* **REQUIREMENTS**: Convert every line of the rows below into a two-column Markdown table headed Number and Line, numbering the lines in order. Omit blank lines and the pictures.

=== RECORDS SHOWN ===

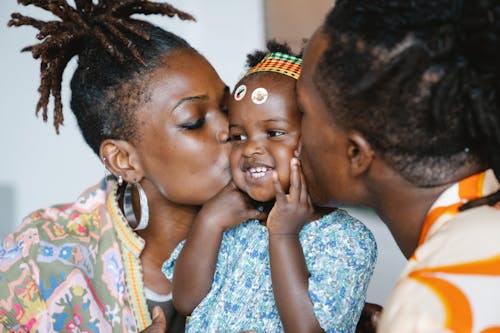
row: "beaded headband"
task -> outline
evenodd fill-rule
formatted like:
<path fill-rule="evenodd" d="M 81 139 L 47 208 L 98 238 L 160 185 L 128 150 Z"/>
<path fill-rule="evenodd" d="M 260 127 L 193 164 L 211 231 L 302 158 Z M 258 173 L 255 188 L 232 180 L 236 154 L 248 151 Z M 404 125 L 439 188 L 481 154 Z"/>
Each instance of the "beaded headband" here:
<path fill-rule="evenodd" d="M 267 54 L 257 65 L 252 67 L 245 76 L 257 72 L 275 72 L 298 80 L 302 69 L 302 59 L 286 53 L 273 52 Z"/>

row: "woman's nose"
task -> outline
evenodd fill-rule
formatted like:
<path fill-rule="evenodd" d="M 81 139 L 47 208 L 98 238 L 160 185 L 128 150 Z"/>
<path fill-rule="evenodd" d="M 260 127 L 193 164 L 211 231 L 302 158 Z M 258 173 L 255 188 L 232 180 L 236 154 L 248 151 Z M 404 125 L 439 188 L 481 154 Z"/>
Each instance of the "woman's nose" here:
<path fill-rule="evenodd" d="M 218 143 L 229 141 L 229 122 L 225 114 L 217 117 L 215 137 Z"/>
<path fill-rule="evenodd" d="M 229 141 L 229 129 L 221 128 L 217 131 L 217 142 L 218 143 L 226 143 Z"/>

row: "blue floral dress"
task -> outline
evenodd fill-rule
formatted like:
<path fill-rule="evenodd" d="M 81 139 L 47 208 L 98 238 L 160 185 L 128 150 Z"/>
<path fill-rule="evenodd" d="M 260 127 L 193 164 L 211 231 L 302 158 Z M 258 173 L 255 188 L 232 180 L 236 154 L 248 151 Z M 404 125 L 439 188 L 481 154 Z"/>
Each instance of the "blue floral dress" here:
<path fill-rule="evenodd" d="M 314 313 L 326 332 L 354 332 L 373 273 L 372 233 L 343 210 L 304 226 L 299 235 Z M 184 242 L 163 265 L 172 279 Z M 212 288 L 189 318 L 186 332 L 283 332 L 274 301 L 267 228 L 249 220 L 224 233 Z"/>

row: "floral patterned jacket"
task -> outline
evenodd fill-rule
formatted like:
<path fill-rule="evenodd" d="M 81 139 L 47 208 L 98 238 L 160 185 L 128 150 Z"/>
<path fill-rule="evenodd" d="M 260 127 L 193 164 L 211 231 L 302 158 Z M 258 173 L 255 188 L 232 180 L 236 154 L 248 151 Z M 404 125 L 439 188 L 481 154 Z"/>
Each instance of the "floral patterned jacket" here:
<path fill-rule="evenodd" d="M 38 210 L 0 246 L 0 332 L 136 332 L 151 323 L 139 254 L 105 178 Z M 3 325 L 2 325 L 3 324 Z"/>

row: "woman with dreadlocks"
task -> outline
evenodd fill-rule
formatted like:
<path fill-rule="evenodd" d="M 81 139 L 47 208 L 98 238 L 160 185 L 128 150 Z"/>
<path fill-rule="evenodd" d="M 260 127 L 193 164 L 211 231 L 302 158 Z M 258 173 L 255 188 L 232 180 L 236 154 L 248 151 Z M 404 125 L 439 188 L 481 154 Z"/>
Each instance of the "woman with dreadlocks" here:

===

* **FULL RESPONSE**:
| Number | Line |
|---|---|
| 1 | row: "beaded headband" |
| 2 | task -> outline |
| 3 | evenodd fill-rule |
| 4 | formatted like: |
| 5 | <path fill-rule="evenodd" d="M 81 139 L 47 208 L 98 238 L 160 185 L 128 150 Z"/> |
| 6 | <path fill-rule="evenodd" d="M 260 127 L 193 164 L 211 231 L 302 158 Z M 258 173 L 255 188 L 232 180 L 236 154 L 248 151 Z M 404 125 L 439 188 L 481 154 Z"/> |
| 7 | Each instance of the "beaded headband" here: |
| 8 | <path fill-rule="evenodd" d="M 267 54 L 257 65 L 252 67 L 245 76 L 257 72 L 275 72 L 298 80 L 302 69 L 302 59 L 286 53 L 273 52 Z"/> |
| 9 | row: "woman's nose" |
| 10 | task -> outline |
| 11 | evenodd fill-rule |
| 12 | formatted like: |
| 13 | <path fill-rule="evenodd" d="M 81 139 L 47 208 L 98 238 L 160 185 L 128 150 Z"/> |
| 14 | <path fill-rule="evenodd" d="M 260 127 L 193 164 L 211 231 L 302 158 Z M 258 173 L 255 188 L 232 180 L 236 154 L 248 151 Z M 404 125 L 439 188 L 481 154 Z"/> |
| 15 | Each instance of the "woman's nose" here: |
| 16 | <path fill-rule="evenodd" d="M 218 143 L 229 141 L 229 122 L 225 114 L 217 117 L 215 137 Z"/> |
| 17 | <path fill-rule="evenodd" d="M 229 141 L 229 129 L 221 128 L 217 131 L 217 142 L 218 143 L 226 143 Z"/> |
| 18 | row: "blue floral dress" |
| 19 | task -> outline |
| 20 | evenodd fill-rule |
| 21 | formatted like: |
| 22 | <path fill-rule="evenodd" d="M 81 139 L 47 208 L 98 238 L 160 185 L 128 150 Z"/> |
| 23 | <path fill-rule="evenodd" d="M 260 127 L 193 164 L 211 231 L 302 158 Z M 258 173 L 255 188 L 232 180 L 236 154 L 248 151 Z M 404 125 L 439 188 L 481 154 Z"/> |
| 24 | Each instance of the "blue floral dress" here: |
| 25 | <path fill-rule="evenodd" d="M 314 313 L 326 332 L 354 332 L 373 273 L 372 233 L 343 210 L 304 226 L 299 235 Z M 184 242 L 163 265 L 172 279 Z M 212 288 L 189 318 L 186 332 L 283 332 L 274 301 L 267 228 L 249 220 L 224 233 Z"/> |
| 26 | row: "floral patterned jacket" |
| 27 | task -> outline |
| 28 | evenodd fill-rule |
| 29 | formatted like: |
| 30 | <path fill-rule="evenodd" d="M 81 139 L 47 208 L 98 238 L 160 185 L 128 150 Z"/> |
| 31 | <path fill-rule="evenodd" d="M 260 127 L 193 164 L 211 231 L 302 158 Z M 258 173 L 255 188 L 232 180 L 236 154 L 248 151 Z M 404 125 L 439 188 L 481 154 Z"/> |
| 32 | Each instance of the "floral patterned jacket" here: |
| 33 | <path fill-rule="evenodd" d="M 38 210 L 0 246 L 0 332 L 136 332 L 151 323 L 139 254 L 105 178 Z M 3 325 L 2 325 L 3 324 Z"/> |
| 34 | row: "woman with dreadlocks" |
| 35 | task -> outline |
| 36 | evenodd fill-rule |
| 37 | formatted like: |
| 38 | <path fill-rule="evenodd" d="M 81 139 L 47 208 L 98 238 L 160 185 L 128 150 Z"/> |
| 39 | <path fill-rule="evenodd" d="M 260 127 L 193 164 L 211 231 L 302 158 Z M 258 173 L 255 188 L 232 180 L 236 154 L 248 151 Z M 404 125 L 439 188 L 481 154 Z"/> |
| 40 | Each instance of the "woman with dreadlocks" here: |